Excerpts from point annotation data:
start
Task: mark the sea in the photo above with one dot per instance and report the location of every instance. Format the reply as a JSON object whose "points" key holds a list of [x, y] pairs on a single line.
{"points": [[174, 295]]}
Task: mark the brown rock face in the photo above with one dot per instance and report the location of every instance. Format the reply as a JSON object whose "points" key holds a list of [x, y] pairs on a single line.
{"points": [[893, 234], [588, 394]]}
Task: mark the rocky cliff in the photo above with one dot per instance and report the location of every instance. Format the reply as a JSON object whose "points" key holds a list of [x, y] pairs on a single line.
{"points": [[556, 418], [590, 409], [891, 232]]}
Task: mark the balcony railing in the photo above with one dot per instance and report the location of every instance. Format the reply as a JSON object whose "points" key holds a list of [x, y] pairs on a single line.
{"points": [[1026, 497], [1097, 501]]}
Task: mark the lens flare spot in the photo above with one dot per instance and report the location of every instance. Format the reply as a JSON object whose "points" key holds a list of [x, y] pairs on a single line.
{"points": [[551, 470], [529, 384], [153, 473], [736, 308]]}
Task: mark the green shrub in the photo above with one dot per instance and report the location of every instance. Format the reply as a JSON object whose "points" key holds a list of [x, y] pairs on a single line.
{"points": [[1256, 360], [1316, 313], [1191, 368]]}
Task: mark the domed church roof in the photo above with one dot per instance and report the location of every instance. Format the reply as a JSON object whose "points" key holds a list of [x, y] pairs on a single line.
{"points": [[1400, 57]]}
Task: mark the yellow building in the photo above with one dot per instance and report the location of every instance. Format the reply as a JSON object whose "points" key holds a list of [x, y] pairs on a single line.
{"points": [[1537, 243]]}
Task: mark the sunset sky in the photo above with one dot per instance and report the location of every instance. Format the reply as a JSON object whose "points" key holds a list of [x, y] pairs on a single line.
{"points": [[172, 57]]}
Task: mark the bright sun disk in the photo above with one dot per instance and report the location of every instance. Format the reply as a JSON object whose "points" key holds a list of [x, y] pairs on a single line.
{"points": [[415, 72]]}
end
_What you should do_
Copy out the material word for word and line for line.

_Answer to this problem_
Task: mark the sea in the photo above with one dot per instance and report the location of every instance. Format the reply as a JSON object whose "points" key holds a list of [x, y] pairs on a single line.
{"points": [[174, 295]]}
Task: mark the brown rock face in the photo above with one dot per instance and report the location of every instance. Format the reply as a JSON object whose "points" key holds a list of [x, y] pairs on a single line.
{"points": [[893, 234], [588, 394]]}
Task: mark the rocky cliff in the photo above with one dot per instance and report the location of every instance. Format the reply as a JSON object whose "points" key holds a list of [x, y] pairs on a single line.
{"points": [[556, 418], [590, 409], [891, 232]]}
Task: mark the balcony railing in the photo above with one dot per instance and report the location of every instance. Format the reply as a JSON object whose "points" key holds a list of [x, y] pairs on a single line.
{"points": [[1026, 497], [1097, 501]]}
Task: mark the lens flare spot in the photo above with one dot per instance and report the location of every instance. Format the reply as a JSON object whose "points" key holds a list of [x, y] pairs on a single line.
{"points": [[551, 470], [529, 384], [153, 473], [736, 308]]}
Task: mark the green shrub in the photo above with one dot per instance and report the location of every instance. Format the reply as a JSON object whose "points" key holds a list of [x, y] pairs on a single line.
{"points": [[1256, 360], [1316, 313], [1191, 368]]}
Task: mark the domed church roof in the photo above with one dot per instance and report the location of every instance. Format the reply as a JSON object whose "points" key holds a list of [x, y] pairs on a single line.
{"points": [[1400, 57]]}
Task: mark the yellow building in the photo above with one dot per instance and report the location of every instance. Format the reply as a JSON object whose "points" key holds a list of [x, y] pairs on a single line.
{"points": [[1537, 243]]}
Task: mark the sunset sky in the photo above with one dot per instance and report the location of every instance. Format the reply as a JSON object whose "points" key holds a list of [x, y] pairs on a single line.
{"points": [[172, 57]]}
Task: mark the bright sun disk in the photo above with one dot per instance and report the location of every instance. Format the reply as a JSON object whose "points" key holds a list of [x, y] pairs on a single line.
{"points": [[415, 72]]}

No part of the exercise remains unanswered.